WHAT YOU ARE ASKED TO DO –
In the records below, locate the line containing "drop a point: the white car", then output that line and all later lines exactly, through the last one.

WORKING DATA –
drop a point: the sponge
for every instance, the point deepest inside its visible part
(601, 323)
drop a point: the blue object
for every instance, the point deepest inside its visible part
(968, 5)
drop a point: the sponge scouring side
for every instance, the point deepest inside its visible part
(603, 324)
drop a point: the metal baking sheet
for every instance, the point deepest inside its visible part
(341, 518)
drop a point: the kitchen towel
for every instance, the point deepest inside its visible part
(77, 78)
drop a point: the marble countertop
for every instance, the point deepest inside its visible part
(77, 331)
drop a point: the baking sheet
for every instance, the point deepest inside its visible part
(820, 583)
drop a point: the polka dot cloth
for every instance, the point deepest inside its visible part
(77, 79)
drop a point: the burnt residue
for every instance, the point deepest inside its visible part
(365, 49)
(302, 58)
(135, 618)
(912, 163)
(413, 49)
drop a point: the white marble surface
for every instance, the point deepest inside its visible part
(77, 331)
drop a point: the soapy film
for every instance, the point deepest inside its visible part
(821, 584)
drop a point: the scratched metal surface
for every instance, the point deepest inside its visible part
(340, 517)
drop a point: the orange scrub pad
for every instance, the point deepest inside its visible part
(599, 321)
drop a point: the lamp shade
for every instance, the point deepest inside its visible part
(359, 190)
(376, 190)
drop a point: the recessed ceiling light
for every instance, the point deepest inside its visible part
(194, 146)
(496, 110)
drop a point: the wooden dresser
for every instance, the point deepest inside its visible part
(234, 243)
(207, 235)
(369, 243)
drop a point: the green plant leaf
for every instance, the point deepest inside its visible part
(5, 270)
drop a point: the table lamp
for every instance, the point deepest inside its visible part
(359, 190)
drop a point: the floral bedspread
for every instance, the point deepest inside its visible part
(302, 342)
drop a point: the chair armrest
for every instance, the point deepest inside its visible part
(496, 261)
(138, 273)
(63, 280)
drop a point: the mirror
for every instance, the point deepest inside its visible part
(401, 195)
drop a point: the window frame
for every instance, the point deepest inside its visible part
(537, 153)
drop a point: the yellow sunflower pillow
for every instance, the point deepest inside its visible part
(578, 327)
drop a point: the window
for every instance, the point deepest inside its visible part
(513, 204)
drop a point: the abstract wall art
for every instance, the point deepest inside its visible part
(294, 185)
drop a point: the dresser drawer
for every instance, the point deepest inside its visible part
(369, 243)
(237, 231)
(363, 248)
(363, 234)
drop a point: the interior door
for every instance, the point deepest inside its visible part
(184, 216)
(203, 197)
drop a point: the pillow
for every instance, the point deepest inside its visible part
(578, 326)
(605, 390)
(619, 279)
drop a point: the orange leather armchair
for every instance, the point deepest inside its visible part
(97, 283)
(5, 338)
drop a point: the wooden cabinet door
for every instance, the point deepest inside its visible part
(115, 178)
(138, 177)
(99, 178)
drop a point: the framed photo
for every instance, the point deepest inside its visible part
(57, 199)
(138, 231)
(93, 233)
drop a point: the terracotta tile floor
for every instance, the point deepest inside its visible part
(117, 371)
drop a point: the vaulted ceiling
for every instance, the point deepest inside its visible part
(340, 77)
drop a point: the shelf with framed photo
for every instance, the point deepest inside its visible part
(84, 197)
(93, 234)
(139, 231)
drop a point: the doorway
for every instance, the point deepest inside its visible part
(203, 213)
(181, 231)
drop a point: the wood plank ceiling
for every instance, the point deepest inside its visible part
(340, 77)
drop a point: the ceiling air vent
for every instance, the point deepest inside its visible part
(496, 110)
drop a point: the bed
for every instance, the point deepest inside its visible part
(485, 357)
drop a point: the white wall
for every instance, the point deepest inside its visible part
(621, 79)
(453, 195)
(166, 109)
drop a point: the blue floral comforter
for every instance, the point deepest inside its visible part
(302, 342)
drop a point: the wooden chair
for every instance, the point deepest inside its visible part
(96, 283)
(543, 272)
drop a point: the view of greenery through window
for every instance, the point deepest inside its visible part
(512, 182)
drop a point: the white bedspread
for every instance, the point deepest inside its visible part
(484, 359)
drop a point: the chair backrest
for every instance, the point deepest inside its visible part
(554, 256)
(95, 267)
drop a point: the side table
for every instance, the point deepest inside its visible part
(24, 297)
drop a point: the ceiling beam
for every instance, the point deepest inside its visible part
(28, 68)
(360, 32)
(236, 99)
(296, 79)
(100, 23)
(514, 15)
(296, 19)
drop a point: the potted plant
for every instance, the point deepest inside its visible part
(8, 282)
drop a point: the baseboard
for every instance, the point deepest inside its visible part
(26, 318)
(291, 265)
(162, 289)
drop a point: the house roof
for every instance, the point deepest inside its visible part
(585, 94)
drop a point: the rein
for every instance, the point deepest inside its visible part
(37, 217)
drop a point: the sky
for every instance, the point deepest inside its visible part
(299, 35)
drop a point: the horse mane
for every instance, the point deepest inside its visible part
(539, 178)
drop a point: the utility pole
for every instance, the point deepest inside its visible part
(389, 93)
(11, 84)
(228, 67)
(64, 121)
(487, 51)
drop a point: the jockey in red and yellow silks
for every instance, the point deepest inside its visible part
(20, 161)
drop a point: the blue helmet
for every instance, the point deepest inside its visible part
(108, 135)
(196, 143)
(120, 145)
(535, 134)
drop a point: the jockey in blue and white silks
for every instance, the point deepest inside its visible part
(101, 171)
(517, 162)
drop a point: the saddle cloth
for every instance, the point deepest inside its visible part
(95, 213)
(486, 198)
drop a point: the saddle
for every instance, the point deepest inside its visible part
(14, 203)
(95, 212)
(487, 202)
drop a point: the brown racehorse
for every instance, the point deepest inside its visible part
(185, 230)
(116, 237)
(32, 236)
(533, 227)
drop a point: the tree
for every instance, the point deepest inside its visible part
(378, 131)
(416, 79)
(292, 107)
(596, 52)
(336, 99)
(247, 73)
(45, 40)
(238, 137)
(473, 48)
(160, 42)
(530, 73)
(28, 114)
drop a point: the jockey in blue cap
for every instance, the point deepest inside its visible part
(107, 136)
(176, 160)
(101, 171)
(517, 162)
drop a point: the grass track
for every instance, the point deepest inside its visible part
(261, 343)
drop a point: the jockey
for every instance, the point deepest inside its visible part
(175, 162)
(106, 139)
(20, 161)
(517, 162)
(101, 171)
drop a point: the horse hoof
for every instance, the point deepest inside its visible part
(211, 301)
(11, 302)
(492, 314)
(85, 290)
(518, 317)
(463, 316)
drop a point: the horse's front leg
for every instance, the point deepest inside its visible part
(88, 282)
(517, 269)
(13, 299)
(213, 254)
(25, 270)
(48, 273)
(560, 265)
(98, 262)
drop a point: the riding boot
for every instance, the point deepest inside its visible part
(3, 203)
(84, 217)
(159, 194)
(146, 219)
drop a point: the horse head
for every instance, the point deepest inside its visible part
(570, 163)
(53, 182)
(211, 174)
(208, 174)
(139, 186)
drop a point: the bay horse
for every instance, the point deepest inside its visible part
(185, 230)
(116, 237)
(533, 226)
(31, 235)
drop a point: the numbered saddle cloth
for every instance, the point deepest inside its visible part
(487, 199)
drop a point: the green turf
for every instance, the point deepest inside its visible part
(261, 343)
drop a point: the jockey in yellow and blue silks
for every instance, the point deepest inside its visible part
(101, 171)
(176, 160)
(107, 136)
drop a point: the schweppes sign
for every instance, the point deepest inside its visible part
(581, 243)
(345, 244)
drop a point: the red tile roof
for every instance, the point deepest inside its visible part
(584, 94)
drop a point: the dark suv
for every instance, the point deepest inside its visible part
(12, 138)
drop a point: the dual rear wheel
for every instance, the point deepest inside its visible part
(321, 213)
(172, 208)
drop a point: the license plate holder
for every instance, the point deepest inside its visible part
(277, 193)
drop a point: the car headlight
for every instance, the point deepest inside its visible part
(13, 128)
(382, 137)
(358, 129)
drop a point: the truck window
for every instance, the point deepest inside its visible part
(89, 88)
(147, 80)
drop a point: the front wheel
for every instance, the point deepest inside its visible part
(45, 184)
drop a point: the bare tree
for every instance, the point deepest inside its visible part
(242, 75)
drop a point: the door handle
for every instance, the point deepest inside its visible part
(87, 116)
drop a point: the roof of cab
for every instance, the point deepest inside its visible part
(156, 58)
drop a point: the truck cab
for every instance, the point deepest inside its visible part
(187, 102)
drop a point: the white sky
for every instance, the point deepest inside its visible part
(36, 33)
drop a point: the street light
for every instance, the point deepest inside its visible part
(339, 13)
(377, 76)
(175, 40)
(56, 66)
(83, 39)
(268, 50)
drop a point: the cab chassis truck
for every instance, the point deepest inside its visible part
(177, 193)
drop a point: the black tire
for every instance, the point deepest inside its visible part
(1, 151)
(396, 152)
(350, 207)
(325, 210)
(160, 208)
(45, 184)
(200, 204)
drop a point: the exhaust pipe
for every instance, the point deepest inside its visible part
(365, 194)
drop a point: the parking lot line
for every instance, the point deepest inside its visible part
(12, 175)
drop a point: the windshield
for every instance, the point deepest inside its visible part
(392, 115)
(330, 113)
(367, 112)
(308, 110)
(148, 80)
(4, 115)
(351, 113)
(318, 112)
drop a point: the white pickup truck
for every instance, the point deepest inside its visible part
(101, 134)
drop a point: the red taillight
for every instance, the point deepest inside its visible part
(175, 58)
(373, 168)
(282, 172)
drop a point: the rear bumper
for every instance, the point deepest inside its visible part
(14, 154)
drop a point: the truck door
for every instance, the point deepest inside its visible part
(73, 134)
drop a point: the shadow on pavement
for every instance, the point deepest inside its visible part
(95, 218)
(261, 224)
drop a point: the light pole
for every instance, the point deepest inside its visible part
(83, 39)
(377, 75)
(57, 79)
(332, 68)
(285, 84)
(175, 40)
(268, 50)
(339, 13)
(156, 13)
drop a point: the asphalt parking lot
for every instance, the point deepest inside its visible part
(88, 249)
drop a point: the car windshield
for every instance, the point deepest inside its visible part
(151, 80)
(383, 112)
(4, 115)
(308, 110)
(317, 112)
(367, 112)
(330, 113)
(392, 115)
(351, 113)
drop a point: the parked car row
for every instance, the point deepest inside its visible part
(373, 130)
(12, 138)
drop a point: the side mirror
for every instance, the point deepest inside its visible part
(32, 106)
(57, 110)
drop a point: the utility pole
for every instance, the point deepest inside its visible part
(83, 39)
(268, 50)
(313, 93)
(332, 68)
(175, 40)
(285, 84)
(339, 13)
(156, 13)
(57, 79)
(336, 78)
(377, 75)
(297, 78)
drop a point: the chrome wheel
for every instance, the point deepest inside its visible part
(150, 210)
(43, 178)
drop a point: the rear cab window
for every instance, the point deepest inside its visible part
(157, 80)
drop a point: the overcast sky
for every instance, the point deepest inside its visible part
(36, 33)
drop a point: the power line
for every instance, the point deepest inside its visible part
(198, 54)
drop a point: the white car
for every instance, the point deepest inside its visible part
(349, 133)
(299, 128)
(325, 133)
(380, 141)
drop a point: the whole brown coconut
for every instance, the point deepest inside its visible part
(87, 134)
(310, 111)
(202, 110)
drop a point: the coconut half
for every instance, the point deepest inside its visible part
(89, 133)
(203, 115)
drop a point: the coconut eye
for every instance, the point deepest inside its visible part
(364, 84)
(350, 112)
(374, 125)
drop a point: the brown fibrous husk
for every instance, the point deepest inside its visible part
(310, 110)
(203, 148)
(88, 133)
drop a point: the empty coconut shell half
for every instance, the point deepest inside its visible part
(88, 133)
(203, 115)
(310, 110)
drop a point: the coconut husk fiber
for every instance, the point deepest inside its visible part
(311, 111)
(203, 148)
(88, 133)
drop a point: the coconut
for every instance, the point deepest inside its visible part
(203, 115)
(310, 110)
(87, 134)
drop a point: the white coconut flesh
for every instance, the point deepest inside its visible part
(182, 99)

EXERCISE ANSWER –
drop a point: the white car
for every instance, the point deepest inside its visible part
(349, 133)
(299, 128)
(325, 133)
(380, 141)
drop a point: the whole brown coconut
for every instance, the point deepest inside its visible part
(87, 134)
(310, 111)
(202, 110)
drop a point: the coconut half
for every instance, the point deepest inside its visible part
(89, 133)
(203, 115)
drop a point: the coconut eye
for every instance, the point deepest inside its visible part
(364, 84)
(350, 112)
(374, 125)
drop a point: the brown fibrous husk
for every instance, the point deepest inside its visible part
(310, 110)
(203, 148)
(88, 133)
drop a point: the empty coconut shell half
for every instance, the point deepest inside its visible part
(88, 133)
(203, 115)
(310, 110)
drop a point: the coconut husk fiber
for every instance, the point deepest inside its visible part
(311, 111)
(203, 148)
(88, 133)
drop a point: the coconut
for every instance, the point deepest inside its visible part
(203, 115)
(310, 110)
(87, 134)
drop a point: the white coconut flesh
for every instance, the point deepest inside its visible part
(182, 99)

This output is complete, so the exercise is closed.